▶ EXERCISE DESCRIPTION
Can you convert every one of the entries below into a Markdown table with the columns "Row" and "Line", giving each line its own numbered row, skipping blank lines, and leaving the pictures out?

[Location annotation dataset excerpts]
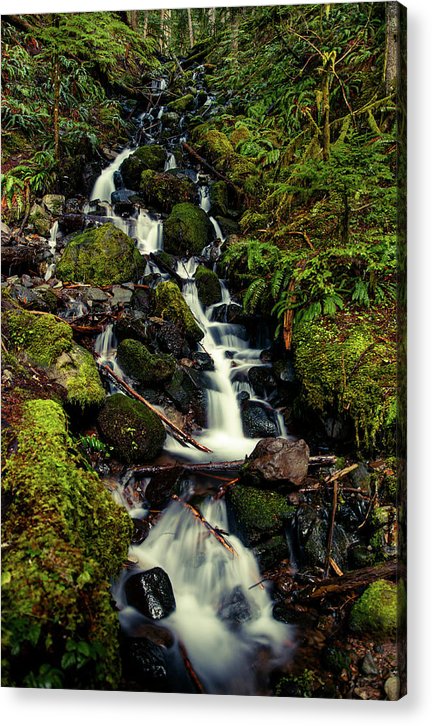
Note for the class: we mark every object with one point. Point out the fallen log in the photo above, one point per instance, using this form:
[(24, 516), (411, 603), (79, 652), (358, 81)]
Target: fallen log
[(350, 581), (215, 532), (176, 432)]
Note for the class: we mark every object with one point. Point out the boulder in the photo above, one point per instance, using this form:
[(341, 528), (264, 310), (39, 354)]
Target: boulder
[(147, 368), (134, 431), (151, 157), (164, 191), (151, 593), (101, 256), (171, 306), (187, 230), (277, 459)]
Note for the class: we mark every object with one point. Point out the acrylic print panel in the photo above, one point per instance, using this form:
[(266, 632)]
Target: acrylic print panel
[(204, 333)]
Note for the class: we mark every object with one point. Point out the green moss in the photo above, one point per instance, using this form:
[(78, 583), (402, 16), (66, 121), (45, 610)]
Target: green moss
[(41, 338), (101, 256), (131, 428), (346, 368), (258, 513), (137, 361), (170, 305), (182, 104), (64, 540), (163, 191), (380, 610), (187, 230), (208, 286)]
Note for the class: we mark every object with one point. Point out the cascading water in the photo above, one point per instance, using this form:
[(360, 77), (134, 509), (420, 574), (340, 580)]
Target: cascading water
[(223, 617)]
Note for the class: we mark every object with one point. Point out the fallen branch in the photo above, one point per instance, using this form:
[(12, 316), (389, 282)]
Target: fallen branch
[(177, 433), (216, 533)]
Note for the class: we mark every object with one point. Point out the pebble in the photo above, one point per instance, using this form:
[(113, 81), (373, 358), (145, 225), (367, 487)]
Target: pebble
[(392, 688)]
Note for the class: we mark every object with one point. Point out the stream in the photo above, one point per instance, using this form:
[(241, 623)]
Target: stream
[(223, 616)]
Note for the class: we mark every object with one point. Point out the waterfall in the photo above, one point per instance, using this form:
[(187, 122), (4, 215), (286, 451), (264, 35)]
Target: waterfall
[(222, 617)]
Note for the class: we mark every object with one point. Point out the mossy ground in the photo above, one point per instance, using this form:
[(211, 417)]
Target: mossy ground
[(101, 256), (64, 538)]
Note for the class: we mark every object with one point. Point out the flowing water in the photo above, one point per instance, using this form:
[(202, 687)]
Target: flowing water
[(223, 617)]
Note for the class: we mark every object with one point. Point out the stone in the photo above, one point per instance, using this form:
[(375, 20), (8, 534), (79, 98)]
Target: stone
[(151, 593), (277, 459)]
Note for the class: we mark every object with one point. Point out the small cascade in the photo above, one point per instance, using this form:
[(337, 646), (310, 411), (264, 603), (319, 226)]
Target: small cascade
[(222, 618)]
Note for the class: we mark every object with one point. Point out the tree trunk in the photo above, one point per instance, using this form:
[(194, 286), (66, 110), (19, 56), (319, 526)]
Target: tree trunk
[(190, 24), (392, 61)]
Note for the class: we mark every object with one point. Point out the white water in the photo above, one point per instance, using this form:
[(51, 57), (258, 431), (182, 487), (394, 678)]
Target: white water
[(205, 575)]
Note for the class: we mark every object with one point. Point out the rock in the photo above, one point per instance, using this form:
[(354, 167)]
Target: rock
[(100, 256), (369, 666), (208, 286), (151, 157), (234, 608), (392, 688), (257, 515), (54, 203), (277, 459), (131, 428), (149, 369), (379, 610), (171, 306), (40, 220), (151, 593), (164, 191), (187, 230)]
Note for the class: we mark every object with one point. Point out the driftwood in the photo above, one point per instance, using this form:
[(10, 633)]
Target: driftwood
[(350, 581), (176, 432), (215, 532), (205, 163)]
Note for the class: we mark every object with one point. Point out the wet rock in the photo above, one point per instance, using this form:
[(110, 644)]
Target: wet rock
[(234, 607), (258, 419), (131, 428), (277, 459), (151, 593)]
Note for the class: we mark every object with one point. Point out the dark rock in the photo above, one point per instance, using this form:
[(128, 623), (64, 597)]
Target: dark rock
[(277, 459), (234, 607), (151, 593)]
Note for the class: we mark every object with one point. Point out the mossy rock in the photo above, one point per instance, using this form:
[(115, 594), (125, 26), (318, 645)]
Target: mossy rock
[(67, 540), (346, 369), (258, 514), (187, 230), (171, 306), (151, 157), (218, 193), (208, 286), (163, 191), (134, 431), (147, 368), (47, 343), (101, 256), (182, 104), (380, 610)]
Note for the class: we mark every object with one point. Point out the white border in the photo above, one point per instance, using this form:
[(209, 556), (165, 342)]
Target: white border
[(43, 708)]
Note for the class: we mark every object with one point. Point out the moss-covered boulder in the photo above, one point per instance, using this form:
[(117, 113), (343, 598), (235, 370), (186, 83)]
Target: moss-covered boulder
[(134, 431), (147, 368), (187, 230), (182, 104), (163, 191), (171, 306), (47, 343), (379, 611), (65, 541), (208, 286), (348, 370), (145, 157), (258, 514), (101, 256)]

▶ THE REPLY
| Row | Line |
|---|---|
| 1 | Note for the class: we mark every object with one point. Point out the fallen log in the photo above, one point per instance, using this form: |
| 2 | [(24, 516), (411, 603), (79, 652), (358, 81)] |
| 3 | Target: fallen log |
| 4 | [(350, 581), (215, 532), (176, 432)] |
| 5 | Note for the class: we mark every object with one point. Point out the boulder in the photo above, one point per instance, using this form: |
| 6 | [(341, 528), (264, 310), (39, 354)] |
| 7 | Target: boulder |
| 8 | [(147, 368), (134, 431), (151, 157), (164, 191), (151, 593), (101, 256), (171, 306), (187, 230), (277, 459)] |
| 9 | Note for the class: we mark every object with one point. Point out the acrylic print panel in the photo above, one point per instance, using this form: |
| 10 | [(266, 632)] |
| 11 | Target: acrylic print panel |
| 12 | [(204, 333)] |
| 13 | Note for the class: we mark every object with one point. Point out the green moss in the photo above, one point per instance, using this form: |
| 14 | [(78, 583), (402, 16), (66, 121), (45, 610)] |
| 15 | Target: green moss |
| 16 | [(41, 338), (101, 256), (131, 428), (346, 368), (258, 513), (137, 361), (170, 305), (182, 104), (64, 540), (163, 191), (380, 610), (187, 230), (208, 286)] |
| 17 | Note for the class: we mark every object with one point. Point out the cascading water in the photo above, one point per instance, using this form: |
| 18 | [(360, 77), (134, 509), (420, 574), (340, 580)] |
| 19 | Target: cascading water |
| 20 | [(223, 617)] |
| 21 | Note for the class: we mark every object with one point. Point out the fallen branch in the photo above, one point per instance, using this form: |
| 22 | [(12, 316), (389, 282)] |
| 23 | Target: fallen branch |
| 24 | [(177, 433), (216, 533)] |
| 25 | Note for the class: we mark every object with one point. Point out the pebble in the photo above, one point per instance, using this form: |
| 26 | [(113, 81), (373, 358), (145, 225), (367, 487)] |
| 27 | Target: pebble |
| 28 | [(392, 688)] |
| 29 | Note for the class: we mark every object with one point. Point out the stream in the photo above, one point per instance, using this form: |
| 30 | [(241, 623)] |
| 31 | Target: stream |
| 32 | [(223, 616)] |
| 33 | Note for the class: we mark every object with one point. Point out the waterfall in the photo above, one point per instance, using this form: |
| 34 | [(187, 122), (4, 215), (286, 451), (264, 35)] |
| 35 | Target: waterfall |
| 36 | [(222, 617)] |
| 37 | Note for the class: we mark every object with one point. Point out the mossy ground in the photo above, one point per instance, using this form: |
| 38 | [(211, 417)] |
| 39 | Target: mossy ground |
| 40 | [(101, 256), (64, 538)] |
| 41 | Note for the class: we mark every object with one point. Point out the flowing water in the photo above, one point per instance, using this form: |
| 42 | [(202, 687)] |
| 43 | Target: flowing water |
| 44 | [(223, 617)] |
| 45 | Note for the class: we mark every object with one point. Point out the stone in the photo above, one point per instance, using this form: |
| 46 | [(375, 20), (8, 534), (79, 98)] |
| 47 | Target: stone |
| 48 | [(151, 593), (277, 459)] |
| 49 | Note for the class: we mark every object with one point. Point out the small cascade in the photo above, one point per instance, using this form: |
| 50 | [(337, 646), (310, 411), (264, 603), (319, 226)] |
| 51 | Target: small cascade |
| 52 | [(222, 618)] |
| 53 | Note for the class: we mark every object with one point. Point out the tree trunk in the photo above, one point per instance, using this form: |
| 54 | [(194, 286), (66, 110), (19, 56), (319, 526)] |
| 55 | Target: tree trunk |
| 56 | [(190, 24), (392, 61)] |
| 57 | Note for the class: we mark every object with one point. Point out the white water in the photo above, one point per instance, using this form: |
| 58 | [(51, 57), (258, 431), (182, 487), (394, 678)] |
| 59 | Target: white water |
| 60 | [(205, 575)] |
| 61 | Note for the class: we mark every object with one point. Point out the rock in the photo above, one point per instance, using this form: |
| 62 | [(354, 167)] |
| 63 | Target: rock |
| 64 | [(100, 256), (369, 666), (208, 286), (151, 157), (234, 608), (392, 688), (257, 515), (54, 203), (277, 459), (131, 428), (149, 369), (379, 610), (171, 306), (40, 220), (151, 593), (164, 191), (187, 230)] |
| 65 | Note for the class: we mark every object with one point. Point out the driftwood in the photo above, one point per instance, using this form: |
| 66 | [(10, 633)] |
| 67 | Target: driftwood |
| 68 | [(350, 581), (176, 432), (215, 532), (205, 163)] |
| 69 | Note for the class: we mark every object with one point. Point out the wet rock in the photo above, one point per instance, using this form: |
| 70 | [(110, 644)] |
| 71 | Target: wet rock |
| 72 | [(234, 607), (258, 419), (131, 428), (277, 459), (151, 593)] |
| 73 | Note for the class: we mark every object with one point. Point out the dark rock in the photo above, one point per instance, using this form: |
| 74 | [(128, 623), (64, 597)] |
| 75 | Target: dark rock |
| 76 | [(277, 459), (234, 607), (151, 593)] |
| 77 | Note for the class: we mark every object with one point. Point out the mossy rock in the photo above, one point per instance, using this form: |
| 78 | [(115, 594), (125, 26), (318, 645)] |
| 79 | Target: mossy rock |
| 80 | [(67, 540), (346, 369), (258, 514), (187, 230), (171, 306), (151, 157), (218, 193), (208, 286), (163, 191), (134, 431), (147, 368), (47, 343), (101, 256), (182, 104), (380, 610)] |
| 81 | Note for the class: we mark every object with one point. Point out the white border in the photo above, one point per instance, using this form: |
| 82 | [(209, 556), (165, 342)] |
| 83 | Target: white border |
| 84 | [(43, 708)] |
| 85 | Note for the class: we mark every object with one point. Point out the moss-covered boulder in the photo above, one point per instance, using this form: |
| 86 | [(117, 113), (343, 598), (235, 370), (186, 83)] |
| 87 | Target: moss-covered boulder |
| 88 | [(134, 431), (147, 368), (187, 230), (182, 104), (163, 191), (171, 306), (47, 343), (379, 611), (65, 541), (208, 286), (348, 370), (145, 157), (258, 514), (101, 256)] |